What needs to be done:
Write the data out again exactly, dropping any images it holds.

Task input:
----------

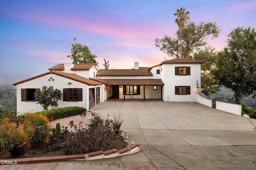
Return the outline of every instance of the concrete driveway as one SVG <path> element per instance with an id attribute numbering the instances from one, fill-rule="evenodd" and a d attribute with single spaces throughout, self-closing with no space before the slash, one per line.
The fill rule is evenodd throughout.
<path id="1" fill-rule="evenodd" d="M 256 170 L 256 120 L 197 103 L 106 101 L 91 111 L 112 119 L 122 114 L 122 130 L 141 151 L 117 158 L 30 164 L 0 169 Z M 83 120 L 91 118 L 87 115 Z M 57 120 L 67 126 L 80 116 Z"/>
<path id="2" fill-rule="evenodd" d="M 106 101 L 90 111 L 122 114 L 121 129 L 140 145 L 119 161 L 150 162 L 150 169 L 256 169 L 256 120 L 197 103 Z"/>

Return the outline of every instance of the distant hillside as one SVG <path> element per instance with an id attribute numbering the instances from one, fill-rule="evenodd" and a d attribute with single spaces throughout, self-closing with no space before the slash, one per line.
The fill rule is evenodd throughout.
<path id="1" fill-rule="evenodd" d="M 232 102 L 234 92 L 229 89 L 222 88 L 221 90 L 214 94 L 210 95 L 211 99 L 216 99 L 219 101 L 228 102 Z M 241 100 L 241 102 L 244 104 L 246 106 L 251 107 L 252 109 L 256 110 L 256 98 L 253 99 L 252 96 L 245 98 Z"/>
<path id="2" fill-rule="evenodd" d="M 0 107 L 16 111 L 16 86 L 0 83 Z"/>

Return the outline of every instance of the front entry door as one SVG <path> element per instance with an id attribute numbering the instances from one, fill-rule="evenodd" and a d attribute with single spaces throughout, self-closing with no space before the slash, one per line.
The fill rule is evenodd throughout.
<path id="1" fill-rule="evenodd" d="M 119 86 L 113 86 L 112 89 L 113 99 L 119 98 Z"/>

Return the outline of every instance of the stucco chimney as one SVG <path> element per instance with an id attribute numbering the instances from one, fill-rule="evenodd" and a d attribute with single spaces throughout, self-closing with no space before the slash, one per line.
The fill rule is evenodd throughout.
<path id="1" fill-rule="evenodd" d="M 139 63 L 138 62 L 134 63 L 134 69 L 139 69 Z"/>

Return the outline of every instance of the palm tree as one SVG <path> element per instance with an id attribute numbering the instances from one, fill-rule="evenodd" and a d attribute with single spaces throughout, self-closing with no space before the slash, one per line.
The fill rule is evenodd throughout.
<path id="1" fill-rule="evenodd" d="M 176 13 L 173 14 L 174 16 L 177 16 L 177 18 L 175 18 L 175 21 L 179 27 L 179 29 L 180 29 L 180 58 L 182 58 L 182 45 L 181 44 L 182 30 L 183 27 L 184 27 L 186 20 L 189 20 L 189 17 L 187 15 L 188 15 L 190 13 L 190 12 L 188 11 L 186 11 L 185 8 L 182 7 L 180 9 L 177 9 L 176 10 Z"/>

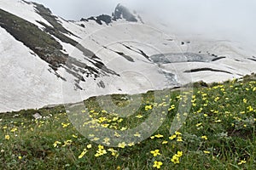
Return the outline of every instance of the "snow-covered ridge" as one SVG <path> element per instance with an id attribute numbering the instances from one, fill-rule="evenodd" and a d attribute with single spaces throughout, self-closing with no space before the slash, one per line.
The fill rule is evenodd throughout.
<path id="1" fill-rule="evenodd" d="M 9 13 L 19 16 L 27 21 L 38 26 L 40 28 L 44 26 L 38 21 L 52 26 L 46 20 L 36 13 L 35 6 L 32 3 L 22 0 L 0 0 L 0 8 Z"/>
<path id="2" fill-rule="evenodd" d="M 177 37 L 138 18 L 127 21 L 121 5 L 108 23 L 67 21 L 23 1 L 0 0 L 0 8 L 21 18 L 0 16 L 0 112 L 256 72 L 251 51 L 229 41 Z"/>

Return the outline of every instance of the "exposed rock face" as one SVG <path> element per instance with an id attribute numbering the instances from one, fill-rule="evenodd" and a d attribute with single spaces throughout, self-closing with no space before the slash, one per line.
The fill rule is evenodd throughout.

----------

Right answer:
Return the outline of every instance of the concrete driveway as one SVG <path> element per instance with an id attribute numbering the instances from one, fill-rule="evenodd" and a d attribute with single spaces throughout, self-closing with no space before the slash, one per line.
The fill rule is evenodd throughout.
<path id="1" fill-rule="evenodd" d="M 256 170 L 256 120 L 197 103 L 106 101 L 91 111 L 112 119 L 122 114 L 122 130 L 141 151 L 117 158 L 30 164 L 0 169 Z M 83 120 L 91 118 L 87 115 Z M 57 120 L 67 126 L 80 116 Z"/>
<path id="2" fill-rule="evenodd" d="M 106 101 L 90 111 L 122 114 L 121 129 L 140 145 L 119 161 L 150 162 L 150 169 L 256 169 L 256 120 L 197 103 Z"/>

Return the outline of every instance of the distant hillside as one SVG <path> element per instance with an id attribute numbering the instances from one, fill-rule="evenodd" and a d attribute with single spaces throughout, self-closing with no space before the slash, one per line.
The fill rule is evenodd throughout.
<path id="1" fill-rule="evenodd" d="M 232 102 L 234 92 L 229 89 L 222 88 L 221 90 L 214 94 L 210 95 L 211 99 L 216 99 L 219 101 L 228 102 Z M 241 100 L 241 102 L 244 104 L 246 106 L 251 107 L 252 109 L 256 110 L 256 98 L 253 99 L 252 96 L 245 98 Z"/>
<path id="2" fill-rule="evenodd" d="M 0 107 L 16 111 L 16 86 L 0 83 Z"/>

Return the outline of every instance of the front entry door as one SVG <path> element per instance with an id attribute numbering the instances from one, fill-rule="evenodd" and a d attribute with single spaces throughout, self-closing with no space before the slash, one per line.
The fill rule is evenodd throughout.
<path id="1" fill-rule="evenodd" d="M 119 86 L 113 86 L 112 89 L 113 99 L 119 98 Z"/>

Return the outline of every instance of the stucco chimney as one SVG <path> element per instance with an id attribute numbering the instances from one, fill-rule="evenodd" and a d attribute with single spaces throughout, self-closing with no space before the slash, one per line.
The fill rule is evenodd throughout.
<path id="1" fill-rule="evenodd" d="M 139 63 L 138 62 L 134 63 L 134 69 L 139 69 Z"/>

Return the outline of every instance of the palm tree as one SVG <path> element per instance with an id attribute numbering the instances from one, fill-rule="evenodd" and a d attribute with single spaces throughout, self-closing with no space before the slash, one per line.
The fill rule is evenodd throughout.
<path id="1" fill-rule="evenodd" d="M 176 13 L 173 14 L 174 16 L 177 16 L 177 18 L 175 18 L 175 21 L 179 27 L 179 29 L 180 29 L 180 58 L 182 58 L 182 45 L 181 44 L 182 30 L 183 27 L 184 27 L 186 20 L 189 20 L 189 17 L 187 15 L 188 15 L 190 13 L 190 12 L 188 11 L 186 11 L 185 8 L 182 7 L 180 9 L 177 9 L 176 10 Z"/>

Return the outline of every instance of the "snow-covered ridge" as one SVG <path> element per instance with an id attribute numbering the instances from one, fill-rule="evenodd" and a d attribute with single spaces throughout, self-closing with no space before the slash, one per line.
The fill rule is evenodd throughout.
<path id="1" fill-rule="evenodd" d="M 9 13 L 19 16 L 27 21 L 38 26 L 40 28 L 44 26 L 38 21 L 52 26 L 46 20 L 36 13 L 35 6 L 32 3 L 22 0 L 0 0 L 0 8 Z"/>
<path id="2" fill-rule="evenodd" d="M 177 37 L 138 18 L 127 21 L 121 5 L 108 23 L 67 21 L 23 1 L 0 0 L 0 8 L 21 18 L 0 16 L 0 112 L 256 72 L 251 51 L 229 41 Z"/>

Return the outline of every instance of the "exposed rock face" as one SVG <path> element per instance with an id attribute numbering the instances from one, fill-rule="evenodd" and a d attribute with single spaces throughout, self-closing with no space before the slash, one per line.
The fill rule is evenodd throughout.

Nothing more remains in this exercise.